The absence of data is even more suspicious. No facebook, gmail or Linkedin account? Not carrying your cell phone or laptop when entering the country? What are you trying to hide? I hope I'm wrong, but I don't think you can put enough chaff into the system to make a difference. The botnets can sort it out pretty quickly.
“He’s not deformed, he’s just drunk!”
"Winston Smith . . . . . resorted to hiding the bushes with his lover "
I don't remember any bushes in that story.
You know, neither did I, so I checked and there was a new paged taped in with bushes in the story. I guess I was wrong, there were always bushes in the story.
"Winston Smith . . . . . resorted to hiding the bushes with his lover "
I don't remember any bushes in that story.
Exactly. Because Winston hid them, you never saw them.
+Turn On Mobile Phone only a few times a day to check for new calls.
+ Use Cash as far as possible
+ TOR
We wring our hands at the accursed sellers and buyers of our browsing habits. We glibly ignore what happens when we sit for a few hours in front of a television screen. Knowing our browsing habits gets us targeted ads. Getting our minds in a receptive mood by showing the trash that passes for content on commercial TV, then cramming crafty advertising into those receptive minds impels us to do things we wouldn't be predicted to do, which is manipulation.

EXERCISE REQUIREMENTS:
1. In the privacy comments, what does knowing our browsing habits get us?
2. Write a continuation of the privacy comments that picks up after the final sentence.

DATASET ENTRIES:
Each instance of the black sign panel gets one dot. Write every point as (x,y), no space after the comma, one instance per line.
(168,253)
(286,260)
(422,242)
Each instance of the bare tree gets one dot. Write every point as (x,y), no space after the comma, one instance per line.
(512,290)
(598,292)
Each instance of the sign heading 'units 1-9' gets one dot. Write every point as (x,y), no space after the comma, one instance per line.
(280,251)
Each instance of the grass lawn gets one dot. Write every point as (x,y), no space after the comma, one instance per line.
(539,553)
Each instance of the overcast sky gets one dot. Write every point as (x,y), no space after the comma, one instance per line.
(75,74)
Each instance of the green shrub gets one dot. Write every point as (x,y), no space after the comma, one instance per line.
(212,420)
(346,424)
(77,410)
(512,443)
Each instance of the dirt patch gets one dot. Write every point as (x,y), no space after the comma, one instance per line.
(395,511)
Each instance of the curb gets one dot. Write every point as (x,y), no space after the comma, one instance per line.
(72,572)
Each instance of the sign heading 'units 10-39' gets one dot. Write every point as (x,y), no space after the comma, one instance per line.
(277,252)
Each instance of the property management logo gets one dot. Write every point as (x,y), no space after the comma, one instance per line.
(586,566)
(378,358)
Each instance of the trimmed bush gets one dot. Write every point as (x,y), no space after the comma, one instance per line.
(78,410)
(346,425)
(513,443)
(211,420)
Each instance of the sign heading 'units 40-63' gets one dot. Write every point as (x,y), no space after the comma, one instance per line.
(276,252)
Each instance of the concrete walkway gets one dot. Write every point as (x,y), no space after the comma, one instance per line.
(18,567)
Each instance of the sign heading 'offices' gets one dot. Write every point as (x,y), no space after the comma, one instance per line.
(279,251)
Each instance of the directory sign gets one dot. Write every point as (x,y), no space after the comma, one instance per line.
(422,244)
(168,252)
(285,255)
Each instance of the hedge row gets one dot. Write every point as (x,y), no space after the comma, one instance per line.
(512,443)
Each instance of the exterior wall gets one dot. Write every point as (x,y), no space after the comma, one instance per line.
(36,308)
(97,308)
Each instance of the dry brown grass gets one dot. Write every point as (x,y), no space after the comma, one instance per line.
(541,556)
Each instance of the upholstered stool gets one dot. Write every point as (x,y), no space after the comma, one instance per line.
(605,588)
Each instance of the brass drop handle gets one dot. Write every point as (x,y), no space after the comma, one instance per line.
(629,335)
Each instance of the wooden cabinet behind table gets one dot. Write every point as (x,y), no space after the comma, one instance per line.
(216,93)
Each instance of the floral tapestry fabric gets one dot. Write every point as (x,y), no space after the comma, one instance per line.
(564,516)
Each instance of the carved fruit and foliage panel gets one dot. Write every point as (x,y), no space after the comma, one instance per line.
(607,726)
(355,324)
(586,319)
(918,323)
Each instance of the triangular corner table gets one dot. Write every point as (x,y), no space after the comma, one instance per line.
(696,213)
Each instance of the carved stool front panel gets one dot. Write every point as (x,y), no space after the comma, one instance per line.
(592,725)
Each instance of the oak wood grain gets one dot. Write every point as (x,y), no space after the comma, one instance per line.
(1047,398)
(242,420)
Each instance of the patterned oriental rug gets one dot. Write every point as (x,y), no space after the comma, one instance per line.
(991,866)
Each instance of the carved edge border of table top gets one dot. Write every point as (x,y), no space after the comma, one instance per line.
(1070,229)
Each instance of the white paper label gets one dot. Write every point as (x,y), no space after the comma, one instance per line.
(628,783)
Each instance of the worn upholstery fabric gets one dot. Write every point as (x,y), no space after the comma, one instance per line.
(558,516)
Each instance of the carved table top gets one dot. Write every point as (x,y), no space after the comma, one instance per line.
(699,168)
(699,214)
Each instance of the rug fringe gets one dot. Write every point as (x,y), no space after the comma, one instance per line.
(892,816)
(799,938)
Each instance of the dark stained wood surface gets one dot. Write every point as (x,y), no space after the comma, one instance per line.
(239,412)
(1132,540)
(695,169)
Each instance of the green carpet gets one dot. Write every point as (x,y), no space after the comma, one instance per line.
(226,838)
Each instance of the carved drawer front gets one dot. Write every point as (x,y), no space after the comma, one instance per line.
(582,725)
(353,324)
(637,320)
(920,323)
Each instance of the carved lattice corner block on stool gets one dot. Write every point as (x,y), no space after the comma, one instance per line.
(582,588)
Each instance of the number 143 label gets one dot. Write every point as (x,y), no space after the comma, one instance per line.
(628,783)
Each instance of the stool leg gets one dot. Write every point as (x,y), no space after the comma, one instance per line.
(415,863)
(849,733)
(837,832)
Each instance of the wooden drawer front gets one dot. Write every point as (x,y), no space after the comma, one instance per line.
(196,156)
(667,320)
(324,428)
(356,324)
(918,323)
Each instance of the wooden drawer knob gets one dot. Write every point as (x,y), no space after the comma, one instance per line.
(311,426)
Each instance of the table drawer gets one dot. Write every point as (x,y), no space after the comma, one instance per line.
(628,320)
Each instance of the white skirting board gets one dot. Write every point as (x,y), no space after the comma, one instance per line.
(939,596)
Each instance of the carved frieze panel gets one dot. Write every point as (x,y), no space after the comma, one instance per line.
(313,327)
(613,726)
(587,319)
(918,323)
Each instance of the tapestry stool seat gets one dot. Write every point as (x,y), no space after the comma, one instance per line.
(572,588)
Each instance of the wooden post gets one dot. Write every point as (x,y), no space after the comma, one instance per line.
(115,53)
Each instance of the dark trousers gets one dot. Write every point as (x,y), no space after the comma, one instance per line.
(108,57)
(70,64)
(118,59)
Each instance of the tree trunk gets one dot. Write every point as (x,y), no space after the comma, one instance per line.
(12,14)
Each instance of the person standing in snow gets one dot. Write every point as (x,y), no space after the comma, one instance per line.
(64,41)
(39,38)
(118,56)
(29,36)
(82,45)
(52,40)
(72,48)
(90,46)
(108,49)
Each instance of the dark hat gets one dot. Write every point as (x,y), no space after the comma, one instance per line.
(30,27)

RESPONSES TO THE TASKS:
1. Targeted ads.

2.
Why do Americans lust after 2-ton gas-guzzlers to taxi the kids to school and fetch a couple of bags of groceries from the supermarket? Why does PHaRMA spend untold billions advertising expensive drugs that, in many cases, are no more effective than over-the-counter remedies? Why do so many of our people live in McMansions so expensive they are a paycheck away from foreclosure? Because advertising to minds pried open by "must-see" TV works.
The TV tells them what they want and how to get it - no money down, pennies per week. And this relentless barrage of hard, soft, and subliminal sales messages passes into the TV-watcher's mind with nothing getting in the way like critical thinking, priorities, or social or environmental concerns.
We ought to be more worried about what 10-20 hours watching TV every week is doing to us and our society than whether Google is showing us an ad for suntan lotion after we've booked a trip to the Caribbean.
This stuff you're talking about is all behavior driven by the need to keep up appearances. Guys in the US have to drive trucks or they're not going to get laid. You need to own a large mcmansion or there is obviously something wrong with your finances. Even the pharma stuff is like that. You should hear my relatives bragging about how many prescription pills they need to stay alive.
Pop culture is the driver. You need to be conversant on americal idol or the latest failures of your football team at the water cooler, or risk spending lunches by yourself. Conversely, publicly worrying about the NSA makes you some sort of conspiracy paranoiac and once again, solo lunches.
Ads have something to do with all this, but are certainly not the cause. Media manipulation is present, but the cause of all this is peer pressure.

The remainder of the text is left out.